— Excerpted text —
Start of Block
Outside of Japan, Hawaii Izumo Taisha in Honolulu was founded in 1906 when Rev. Katsuyoshi Miyao opened a temporary worship site on Aala Street near Aala Park on 26 September 1906. A temporary shrine building was completed on 25 August 1907. A permanent shrine building was completed in 1922. By 1941, there were branches of Izumo Taishakyo operating in Hilo, Wailuku, Waipahu, Pearl City, Honouliuli, Ewa Lower Camp, Aiea, and Kakaako.

As of 2014, the Senge family of the Izumo clan had been the heads of the shrine for the last six generations since Senge Takatomi.

Hitachi Izumo-taisha Shrine (formerly Izumo-taisha Hitachi Church) was a branch of Izumo Taisha Shrine located in Ibaraki Prefecture, however it has been a separate entity since 2013.

==Beliefs and doctrine==
Izumo-taishakyo holds Okuninushi as the head kami of the faith, as well as holding Ame no Hohi as an important kami, who is believed to be the ancestor of the Izumo clan from whom the founder of the faith, Senge Takatomi, as well as all heads of Izumo-taisha, are descended.

Okuninushi is understood as the kami of "En-musubi" (lit. The Tying of Bonds) and is considered to preside over all human relationships, such as friendship, marriage, and professional relationships. He is considered by many worshipers of Izumo-taishakyo to be the predominant Kami in Japanese mythology.
End of Block
— Stored data —
Start of Block
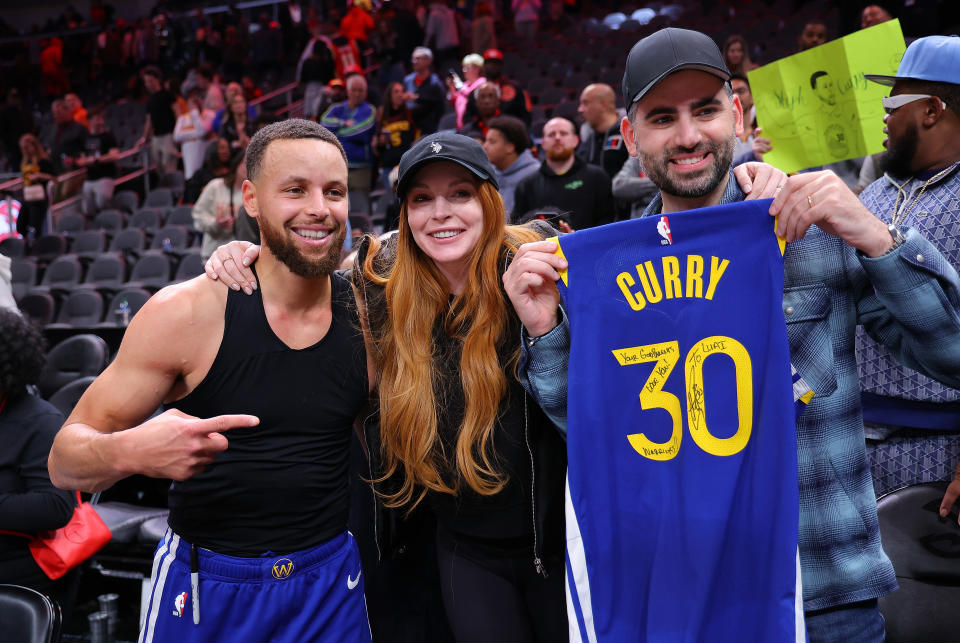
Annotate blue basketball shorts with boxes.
[139,529,371,643]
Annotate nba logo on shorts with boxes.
[657,217,673,246]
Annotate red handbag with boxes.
[0,491,113,580]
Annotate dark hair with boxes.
[488,116,533,154]
[0,308,47,401]
[810,71,827,89]
[247,118,347,181]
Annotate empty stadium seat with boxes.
[47,376,97,417]
[37,334,110,398]
[112,190,140,213]
[17,291,57,328]
[47,288,103,328]
[10,259,37,300]
[93,210,127,232]
[99,288,150,328]
[126,252,170,291]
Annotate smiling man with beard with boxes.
[857,37,960,516]
[49,119,370,643]
[511,117,614,230]
[503,28,960,643]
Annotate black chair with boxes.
[143,188,174,208]
[112,190,140,213]
[0,235,25,259]
[109,228,147,256]
[47,376,97,417]
[30,234,67,263]
[34,255,83,294]
[173,252,203,281]
[37,332,110,398]
[70,230,107,263]
[125,252,170,292]
[47,289,103,328]
[0,585,61,643]
[56,212,87,235]
[127,208,160,230]
[877,482,960,643]
[10,259,37,301]
[98,288,150,328]
[17,292,57,328]
[80,253,127,295]
[93,210,127,233]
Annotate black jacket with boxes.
[511,158,614,230]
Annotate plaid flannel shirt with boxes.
[519,174,960,611]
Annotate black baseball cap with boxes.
[623,27,730,107]
[397,132,500,201]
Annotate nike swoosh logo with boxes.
[347,570,363,589]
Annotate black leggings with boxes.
[437,527,568,643]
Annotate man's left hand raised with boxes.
[770,170,893,257]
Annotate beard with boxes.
[259,217,347,279]
[879,123,920,177]
[545,147,574,163]
[637,130,736,199]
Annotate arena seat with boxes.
[47,289,103,328]
[37,334,110,397]
[877,482,960,643]
[47,376,97,417]
[0,585,61,643]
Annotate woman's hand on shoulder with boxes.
[203,241,260,295]
[503,241,567,337]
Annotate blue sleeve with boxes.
[517,307,570,435]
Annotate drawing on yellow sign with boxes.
[749,20,906,172]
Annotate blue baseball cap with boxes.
[864,36,960,87]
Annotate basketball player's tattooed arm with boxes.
[48,277,258,491]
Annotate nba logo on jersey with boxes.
[657,217,673,246]
[559,201,806,643]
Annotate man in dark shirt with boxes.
[511,117,614,230]
[49,119,371,643]
[137,67,177,172]
[77,110,120,215]
[40,99,87,172]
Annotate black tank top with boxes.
[169,274,367,556]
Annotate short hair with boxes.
[487,116,533,154]
[0,308,47,401]
[247,118,347,181]
[810,71,827,89]
[410,47,433,61]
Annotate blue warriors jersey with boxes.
[558,201,809,643]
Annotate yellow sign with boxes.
[748,20,906,173]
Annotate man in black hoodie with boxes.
[511,117,614,230]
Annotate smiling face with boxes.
[405,161,483,292]
[621,70,743,207]
[243,139,347,279]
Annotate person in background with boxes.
[576,83,629,179]
[511,117,615,230]
[447,54,487,130]
[17,133,55,245]
[193,153,247,261]
[137,67,177,173]
[483,116,540,212]
[77,109,120,216]
[173,87,214,180]
[219,91,256,150]
[723,34,758,77]
[320,74,377,214]
[403,47,446,134]
[0,308,76,613]
[373,82,420,194]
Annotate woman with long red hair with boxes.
[208,133,567,642]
End of Block
— Problems to work on —
1. According to the Izumo-taishakyo text, in what year was the permanent shrine building in Honolulu completed?
2. Print the passage of the Izumo-taishakyo text from "Okuninushi is understood" to "in Japanese mythology.".
3. Translate this sentence from the Izumo-taishakyo text into French: "As of 2014, the Senge family of the Izumo clan had been the heads of the shrine for the last six generations since Senge Takatomi."
The entries have no connection to the text about Izumo-taishakyo.

— Answers by item number —
1. 1922

2.
Okuninushi is understood as the kami of "En-musubi" (lit. The Tying of Bonds) and is considered to preside over all human relationships, such as friendship, marriage, and professional relationships. He is considered by many worshipers of Izumo-taishakyo to be the predominant Kami in Japanese mythology.

3. En 2014, la famille Senge, du clan Izumo, dirigeait le sanctuaire depuis six générations, depuis Senge Takatomi.